A clinical report carried out by the HSE into the death of Savita Halappanavar at University Hospital Galway could come before the Dáil “within weeks”.
Speaking to the Galway Independent this week, Praveen Halappanavar’s solicitor Gerard O’Donnell said a recent meeting with the Chairman of the Investigation Team, Professor Sabaratnam Arulkumaran, and deputy chairperson, Cora McCaughan of the HSE National Incident Management Team, had gone “very well”.
While Praveen did not attend the meeting, which took place at Merlin Park Hospital on Wednesday 15 May, his legal team used the opportunity to make several recommendations for changes to be made to the HSE report. These observations will now be brought to the committee for discussion before a final draft is sent to Health Minister James Reilly, who will then decide whether to bring the report to Cabinet.
Mr O’Donnell would not be drawn on the changes requested but revealed that he expected the final report to be with the Minister before the end of the current Dáil term.
“He [Professor Arulkamaran] is meeting his committee, so I wouldn’t like to pre-empt what he would ultimately bring over the line. They weren’t dramatic changes but there were some changes, certainly,” he said.
“We saw all the shortcomings in Savita’s case. At its worst, there were shortcomings at every level, so I would hope that this report, when it comes out, would make people sit up and ensure that something like this does not happen again.”
The Galway solicitor said he and Praveen would also make a decision on whether to pursue the case to the European Courts in the coming weeks.

Source material ->
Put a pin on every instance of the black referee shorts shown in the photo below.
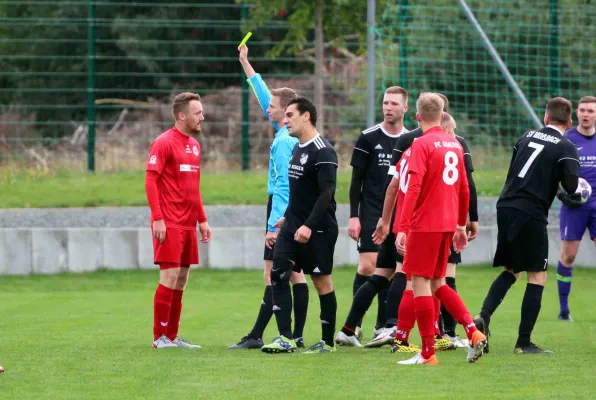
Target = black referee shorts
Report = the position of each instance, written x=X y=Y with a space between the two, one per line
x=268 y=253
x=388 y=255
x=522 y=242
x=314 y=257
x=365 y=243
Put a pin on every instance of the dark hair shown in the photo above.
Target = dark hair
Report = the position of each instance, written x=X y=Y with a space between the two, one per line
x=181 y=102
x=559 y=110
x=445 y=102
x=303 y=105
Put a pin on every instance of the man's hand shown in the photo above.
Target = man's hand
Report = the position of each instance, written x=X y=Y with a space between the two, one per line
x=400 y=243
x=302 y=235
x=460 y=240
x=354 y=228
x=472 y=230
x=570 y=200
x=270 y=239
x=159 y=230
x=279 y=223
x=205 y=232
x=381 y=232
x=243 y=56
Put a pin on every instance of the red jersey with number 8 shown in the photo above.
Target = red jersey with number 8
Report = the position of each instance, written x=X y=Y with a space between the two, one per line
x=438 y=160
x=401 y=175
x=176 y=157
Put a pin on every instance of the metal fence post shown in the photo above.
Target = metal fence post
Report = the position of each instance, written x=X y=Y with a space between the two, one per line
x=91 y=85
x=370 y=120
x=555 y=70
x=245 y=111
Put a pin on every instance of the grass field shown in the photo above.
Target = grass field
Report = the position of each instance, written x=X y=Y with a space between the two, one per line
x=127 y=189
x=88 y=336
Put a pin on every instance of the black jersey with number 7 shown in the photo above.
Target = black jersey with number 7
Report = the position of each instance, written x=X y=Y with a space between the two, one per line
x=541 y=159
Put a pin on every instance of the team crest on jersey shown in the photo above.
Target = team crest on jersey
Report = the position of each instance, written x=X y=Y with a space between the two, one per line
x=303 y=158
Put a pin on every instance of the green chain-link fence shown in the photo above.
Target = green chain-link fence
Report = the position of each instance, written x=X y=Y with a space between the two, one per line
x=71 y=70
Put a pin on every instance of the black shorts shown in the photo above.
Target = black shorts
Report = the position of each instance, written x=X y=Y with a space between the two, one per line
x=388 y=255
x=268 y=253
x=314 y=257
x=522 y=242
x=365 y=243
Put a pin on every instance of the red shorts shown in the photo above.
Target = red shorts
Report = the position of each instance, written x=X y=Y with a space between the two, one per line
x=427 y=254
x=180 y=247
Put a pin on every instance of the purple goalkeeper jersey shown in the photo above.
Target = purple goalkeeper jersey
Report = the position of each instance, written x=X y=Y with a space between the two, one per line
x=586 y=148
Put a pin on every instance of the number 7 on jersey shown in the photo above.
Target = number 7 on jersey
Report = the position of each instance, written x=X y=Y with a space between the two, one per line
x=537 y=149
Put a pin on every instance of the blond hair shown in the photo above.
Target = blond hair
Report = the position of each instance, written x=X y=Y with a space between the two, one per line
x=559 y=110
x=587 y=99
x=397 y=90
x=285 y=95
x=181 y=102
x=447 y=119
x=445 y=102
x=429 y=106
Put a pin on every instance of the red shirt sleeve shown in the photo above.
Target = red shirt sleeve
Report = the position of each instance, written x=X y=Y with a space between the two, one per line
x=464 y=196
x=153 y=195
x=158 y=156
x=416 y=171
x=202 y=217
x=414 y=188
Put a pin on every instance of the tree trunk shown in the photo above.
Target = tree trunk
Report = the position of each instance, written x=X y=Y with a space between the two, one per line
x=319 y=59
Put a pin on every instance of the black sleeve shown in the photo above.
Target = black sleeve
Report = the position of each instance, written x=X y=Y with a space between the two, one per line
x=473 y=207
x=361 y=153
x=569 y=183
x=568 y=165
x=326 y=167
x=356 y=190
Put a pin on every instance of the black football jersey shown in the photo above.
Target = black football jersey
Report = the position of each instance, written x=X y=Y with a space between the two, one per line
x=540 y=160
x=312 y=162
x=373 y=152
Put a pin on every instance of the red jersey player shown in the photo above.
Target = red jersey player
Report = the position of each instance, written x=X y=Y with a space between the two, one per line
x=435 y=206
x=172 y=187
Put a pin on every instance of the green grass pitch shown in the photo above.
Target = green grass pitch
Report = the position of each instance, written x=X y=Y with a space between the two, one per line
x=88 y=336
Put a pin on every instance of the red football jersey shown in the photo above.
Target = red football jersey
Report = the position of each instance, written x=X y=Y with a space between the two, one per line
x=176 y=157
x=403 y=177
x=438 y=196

---

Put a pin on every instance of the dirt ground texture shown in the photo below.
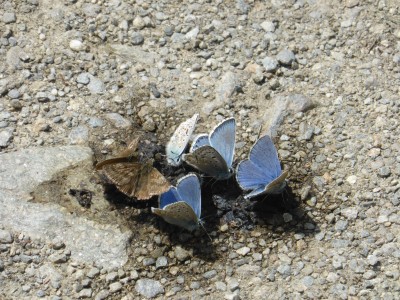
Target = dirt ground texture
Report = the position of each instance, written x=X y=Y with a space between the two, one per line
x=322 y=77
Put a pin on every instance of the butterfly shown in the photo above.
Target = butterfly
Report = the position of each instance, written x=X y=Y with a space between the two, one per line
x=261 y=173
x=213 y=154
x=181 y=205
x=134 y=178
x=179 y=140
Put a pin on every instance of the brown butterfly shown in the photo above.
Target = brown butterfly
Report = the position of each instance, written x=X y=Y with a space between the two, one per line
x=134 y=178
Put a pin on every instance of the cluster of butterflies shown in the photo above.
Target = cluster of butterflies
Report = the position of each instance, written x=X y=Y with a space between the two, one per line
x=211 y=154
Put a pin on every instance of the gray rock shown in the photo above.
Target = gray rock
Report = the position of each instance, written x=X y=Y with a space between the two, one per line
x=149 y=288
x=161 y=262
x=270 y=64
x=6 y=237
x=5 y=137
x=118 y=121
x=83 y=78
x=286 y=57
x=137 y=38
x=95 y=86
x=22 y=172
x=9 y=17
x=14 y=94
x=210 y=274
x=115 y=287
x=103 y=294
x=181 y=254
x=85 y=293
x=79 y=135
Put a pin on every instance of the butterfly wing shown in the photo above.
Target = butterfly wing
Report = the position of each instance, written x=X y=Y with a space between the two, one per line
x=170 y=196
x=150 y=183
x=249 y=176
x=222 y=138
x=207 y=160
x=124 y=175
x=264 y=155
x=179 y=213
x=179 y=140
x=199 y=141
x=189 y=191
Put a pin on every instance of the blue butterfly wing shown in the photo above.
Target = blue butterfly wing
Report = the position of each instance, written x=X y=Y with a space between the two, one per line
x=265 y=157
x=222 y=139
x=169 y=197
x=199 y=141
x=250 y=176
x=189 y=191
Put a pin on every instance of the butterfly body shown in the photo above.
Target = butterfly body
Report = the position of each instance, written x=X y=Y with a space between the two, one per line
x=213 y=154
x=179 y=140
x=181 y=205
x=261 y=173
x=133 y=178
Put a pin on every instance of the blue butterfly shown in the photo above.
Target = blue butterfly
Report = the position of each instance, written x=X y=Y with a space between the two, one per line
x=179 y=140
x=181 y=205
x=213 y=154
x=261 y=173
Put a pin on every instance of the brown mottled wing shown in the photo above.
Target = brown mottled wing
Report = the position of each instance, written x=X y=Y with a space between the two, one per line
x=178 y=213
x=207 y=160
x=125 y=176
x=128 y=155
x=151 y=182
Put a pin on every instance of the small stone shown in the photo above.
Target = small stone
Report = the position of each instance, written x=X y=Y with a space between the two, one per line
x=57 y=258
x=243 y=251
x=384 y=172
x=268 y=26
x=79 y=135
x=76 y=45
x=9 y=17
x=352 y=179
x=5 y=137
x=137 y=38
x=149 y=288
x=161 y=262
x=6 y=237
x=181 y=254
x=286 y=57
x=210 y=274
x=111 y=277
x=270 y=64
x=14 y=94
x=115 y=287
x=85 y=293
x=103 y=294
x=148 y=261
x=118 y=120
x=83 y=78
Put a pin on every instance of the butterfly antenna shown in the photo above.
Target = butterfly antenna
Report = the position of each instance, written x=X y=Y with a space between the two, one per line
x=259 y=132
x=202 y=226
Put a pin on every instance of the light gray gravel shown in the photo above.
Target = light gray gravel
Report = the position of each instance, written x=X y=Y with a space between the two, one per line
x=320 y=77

* * *

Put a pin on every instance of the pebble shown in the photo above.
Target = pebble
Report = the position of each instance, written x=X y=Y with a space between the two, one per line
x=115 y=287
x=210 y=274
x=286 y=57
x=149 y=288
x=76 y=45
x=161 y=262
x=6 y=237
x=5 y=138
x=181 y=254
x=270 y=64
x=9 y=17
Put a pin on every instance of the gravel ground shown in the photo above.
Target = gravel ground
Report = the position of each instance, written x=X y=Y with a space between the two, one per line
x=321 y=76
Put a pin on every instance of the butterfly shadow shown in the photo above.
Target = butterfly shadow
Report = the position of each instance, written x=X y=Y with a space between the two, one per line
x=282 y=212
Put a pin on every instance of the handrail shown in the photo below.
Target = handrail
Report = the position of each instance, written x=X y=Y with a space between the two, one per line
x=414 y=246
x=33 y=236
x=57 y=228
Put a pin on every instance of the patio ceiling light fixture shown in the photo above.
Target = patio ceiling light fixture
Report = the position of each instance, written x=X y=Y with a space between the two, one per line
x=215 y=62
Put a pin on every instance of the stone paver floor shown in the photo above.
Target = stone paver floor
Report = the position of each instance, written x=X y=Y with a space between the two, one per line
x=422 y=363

Required action 1 ->
Answer these from the article on the HSE report into Savita Halappanavar's death:
(a) Where did the meeting with the investigation team's chairman and deputy chairperson take place?
(b) Which Health Minister will receive the final draft?
(c) What will the solicitor and Praveen decide in the coming weeks?
Required action 2 ->
Write the next few paragraphs of the article on the HSE report into Savita Halappanavar's death, picking up after its final sentence.

Answer box 1 ->
(a) At Merlin Park Hospital.
(b) James Reilly.
(c) Whether to pursue the case to the European Courts.

Answer box 2 ->
“The next step going forward is for us to have a consultation now with Senior Counsel and see whether or not we will consider some action under the Constitution or whether we would consider whether the inquest or the Clinical Review together are sufficient to comply with Article 2 of the European Convention of Human Rights in terms of the investigation of the death. So we’ll decide that probably within the month,” he said.
A statement yesterday evening from HSE West confirmed that it expected the report to be finalised in the coming weeks and stated that steps had been taken to implement some of the recommendations given by Coroner Ciaran McLoughlin at the inquest into Savita’s death. However, it added that it was waiting for guidance to be available nationally on several other steps.
This stance was slammed by HSE Regional Forum Chairman Padraig Conneely, who said that he was not happy with the rate of progress being achieved by the health authority.
“I think they urgently need to be done. There’s no reason why they cannot be implemented very, very quickly, they are common sense approach type of recommendations and in order to avoid anything similar to what we saw happening during Savita Halappanavar’s time at the hospital and her sad death, I think it is a matter of urgency.”
Meanwhile, a Galway obstetrician has joined a group of medical personnel who have challenged the evidence given by Clinical Director of the National Maternity Hospital, Dr Peter Boylan at the recent inquest into Savita’s death.
In a open letter published in recent weeks, Dr John Monaghan of Portiuncula Hospital in Ballinasloe joined ten other Irish consultants in suggesting that the evidence given by Dr Boylan stating that Irish law prevented necessary treatment to save Ms Halappanavar’s life was “a personal view, not an expert one”.
The letter said it was impossible for Dr Boylan, or any doctor, to “predict with certainty” the clinical course and outcome in the case where sepsis arose from multi drug-resistant organism, E.Coli ESBL.
It added that the facts produced at the inquest “show this tragic case to be primarily about the management of sepsis” and called on all obstetrical units in Ireland to reflect on the findings of the events and learn how to improve care.
“To reduce it to a polemical argument about abortion may lead to more, not fewer, deaths in the future,” it concluded.